**Work instruction**
Give the listing below again in full, exactly as written.

== Segment start ==

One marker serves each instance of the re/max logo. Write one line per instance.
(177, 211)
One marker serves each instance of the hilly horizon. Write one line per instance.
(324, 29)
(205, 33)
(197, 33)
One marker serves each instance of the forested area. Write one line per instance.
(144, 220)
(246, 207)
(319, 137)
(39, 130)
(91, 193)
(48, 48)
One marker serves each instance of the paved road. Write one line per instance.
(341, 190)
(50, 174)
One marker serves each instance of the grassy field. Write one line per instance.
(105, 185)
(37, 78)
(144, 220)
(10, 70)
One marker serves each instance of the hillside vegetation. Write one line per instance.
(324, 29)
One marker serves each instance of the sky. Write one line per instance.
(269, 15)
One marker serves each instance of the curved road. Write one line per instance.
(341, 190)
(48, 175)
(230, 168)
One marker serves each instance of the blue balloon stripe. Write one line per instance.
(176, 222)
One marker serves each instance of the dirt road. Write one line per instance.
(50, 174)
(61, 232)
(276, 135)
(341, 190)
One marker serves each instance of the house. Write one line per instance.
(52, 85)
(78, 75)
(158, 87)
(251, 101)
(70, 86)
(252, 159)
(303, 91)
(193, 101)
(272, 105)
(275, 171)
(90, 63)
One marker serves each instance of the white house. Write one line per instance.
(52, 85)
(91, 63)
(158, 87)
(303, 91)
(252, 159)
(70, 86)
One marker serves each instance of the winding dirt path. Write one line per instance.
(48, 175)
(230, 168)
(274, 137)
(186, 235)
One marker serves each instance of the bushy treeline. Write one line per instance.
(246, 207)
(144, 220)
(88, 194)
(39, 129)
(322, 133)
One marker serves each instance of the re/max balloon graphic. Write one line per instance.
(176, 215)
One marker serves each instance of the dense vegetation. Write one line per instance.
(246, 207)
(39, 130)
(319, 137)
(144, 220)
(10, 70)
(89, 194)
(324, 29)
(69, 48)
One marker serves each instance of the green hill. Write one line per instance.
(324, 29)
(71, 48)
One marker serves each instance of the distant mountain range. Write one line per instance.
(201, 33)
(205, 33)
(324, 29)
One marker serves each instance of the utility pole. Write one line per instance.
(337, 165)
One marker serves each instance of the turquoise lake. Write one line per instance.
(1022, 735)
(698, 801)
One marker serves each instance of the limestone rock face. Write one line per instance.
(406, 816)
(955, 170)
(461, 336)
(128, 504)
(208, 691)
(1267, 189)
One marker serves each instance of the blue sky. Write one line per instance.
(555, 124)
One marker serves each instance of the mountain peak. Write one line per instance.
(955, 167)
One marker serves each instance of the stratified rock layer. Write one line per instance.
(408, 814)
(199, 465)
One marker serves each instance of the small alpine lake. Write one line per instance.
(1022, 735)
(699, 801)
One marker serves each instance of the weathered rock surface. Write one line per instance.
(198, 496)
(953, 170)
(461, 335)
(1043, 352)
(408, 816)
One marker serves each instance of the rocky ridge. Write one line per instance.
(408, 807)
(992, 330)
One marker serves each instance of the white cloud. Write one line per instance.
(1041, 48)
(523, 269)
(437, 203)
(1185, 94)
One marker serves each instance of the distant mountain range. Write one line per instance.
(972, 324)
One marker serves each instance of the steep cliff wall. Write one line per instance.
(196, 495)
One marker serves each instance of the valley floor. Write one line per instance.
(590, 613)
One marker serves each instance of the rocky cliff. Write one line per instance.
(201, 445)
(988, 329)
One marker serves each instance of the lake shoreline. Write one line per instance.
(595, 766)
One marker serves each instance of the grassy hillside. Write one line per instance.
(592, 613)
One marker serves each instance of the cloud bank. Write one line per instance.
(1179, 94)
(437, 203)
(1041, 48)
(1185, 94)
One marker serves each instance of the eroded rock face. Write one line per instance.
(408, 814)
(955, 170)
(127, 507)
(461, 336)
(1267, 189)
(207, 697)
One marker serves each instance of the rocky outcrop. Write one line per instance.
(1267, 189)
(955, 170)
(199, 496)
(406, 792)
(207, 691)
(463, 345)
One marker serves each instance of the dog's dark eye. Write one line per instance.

== Segment end ==

**Result of this task**
One marker serves each instance of the re/max logo. Write one line per instance.
(177, 211)
One marker serves each instance of the hilly horizon. Write one line per instance.
(324, 29)
(205, 33)
(197, 33)
One marker serves each instance of the forested area. Write one line per instance.
(144, 220)
(246, 207)
(319, 137)
(39, 130)
(91, 193)
(48, 48)
One marker serves each instance of the paved road. Write one line per instance.
(341, 190)
(50, 174)
One marker serves each instance of the grassy field. Write one line per instance.
(105, 185)
(37, 78)
(144, 220)
(10, 70)
One marker serves each instance of the hillside vegetation. Write one line per instance.
(324, 29)
One marker serves each instance of the sky. Write one line per instance.
(269, 15)
One marker serves each instance of the curved road. Write one line per instance.
(341, 190)
(48, 175)
(230, 168)
One marker serves each instance of the blue balloon stripe. Write one line per instance.
(176, 222)
One marker serves each instance of the dirt road. Write one line per instance.
(50, 174)
(61, 232)
(276, 135)
(341, 190)
One marker serves each instance of the house. Write one line per instance.
(52, 85)
(78, 75)
(158, 87)
(251, 101)
(70, 86)
(252, 159)
(303, 91)
(193, 101)
(272, 105)
(275, 171)
(90, 63)
One marker serves each instance of the white house. Write one line per instance.
(52, 85)
(91, 63)
(158, 87)
(303, 91)
(252, 159)
(70, 86)
One marker serves each instance of the winding dirt path. Write one line per instance.
(48, 175)
(230, 168)
(274, 137)
(186, 235)
One marker serves each instance of the bushy treeline. Write one line per instance.
(246, 207)
(144, 220)
(88, 194)
(39, 129)
(322, 133)
One marker serves each instance of the re/max balloon graphic. Write one line per instance.
(176, 215)
One marker serves each instance of the dense vegetation. Write one line per instance.
(246, 207)
(39, 130)
(319, 137)
(144, 220)
(10, 70)
(89, 194)
(324, 29)
(69, 48)
One marker serves each instance of the green hill. Write one line per instance.
(324, 29)
(71, 48)
One marker serves each instance of the distant mountain range. Write one line per instance.
(201, 33)
(205, 33)
(324, 29)
One marker serves each instance of the utility pole. Write one line per instance.
(337, 165)
One marker serves each instance of the turquoise lake. Write one line per instance.
(1022, 735)
(698, 801)
One marker serves each instance of the limestone rock face. Write one line per instance.
(406, 816)
(955, 170)
(461, 336)
(128, 504)
(208, 691)
(1267, 189)
One marker serves each instance of the blue sky. Write one line per instance.
(555, 124)
One marker serves each instance of the mountain peak. Write one line per instance.
(955, 167)
One marker serves each instance of the stratified rock layer. Write one line per instance.
(408, 814)
(199, 465)
One marker serves each instance of the small alpine lake. Write one line per instance.
(1022, 735)
(699, 801)
One marker serves each instance of the weathered rock surface. Write one line per instance.
(198, 496)
(953, 170)
(461, 335)
(1043, 352)
(408, 816)
One marker serves each instance of the rocky ridge. Write one line per instance.
(408, 807)
(992, 330)
One marker serves each instance of the white cloud. Write one line per instance.
(1041, 48)
(523, 269)
(437, 203)
(1185, 94)
One marker serves each instance of the distant mountain range. Write one line per instance.
(972, 324)
One marker serves each instance of the steep cliff wall. Write one line per instance.
(196, 495)
One marker serves each instance of the valley floor. Write one line per instance.
(590, 613)
One marker serves each instance of the rocky cliff. Write one line per instance.
(201, 445)
(988, 329)
One marker serves each instance of the lake shoreline. Write one line per instance.
(595, 766)
One marker serves each instance of the grassy hillside. Write one line per instance.
(592, 613)
One marker serves each instance of the cloud bank. Write one line per instance.
(1179, 94)
(437, 203)
(1041, 48)
(1185, 94)
One marker serves each instance of the eroded rock face. Write one line per instance.
(408, 814)
(955, 170)
(127, 507)
(461, 336)
(1267, 189)
(207, 697)
One marker serves each instance of the rocky outcrop. Write one line per instance.
(1267, 189)
(955, 170)
(199, 496)
(406, 792)
(207, 691)
(463, 345)
One marker serves each instance of the dog's dark eye. Write one line per instance.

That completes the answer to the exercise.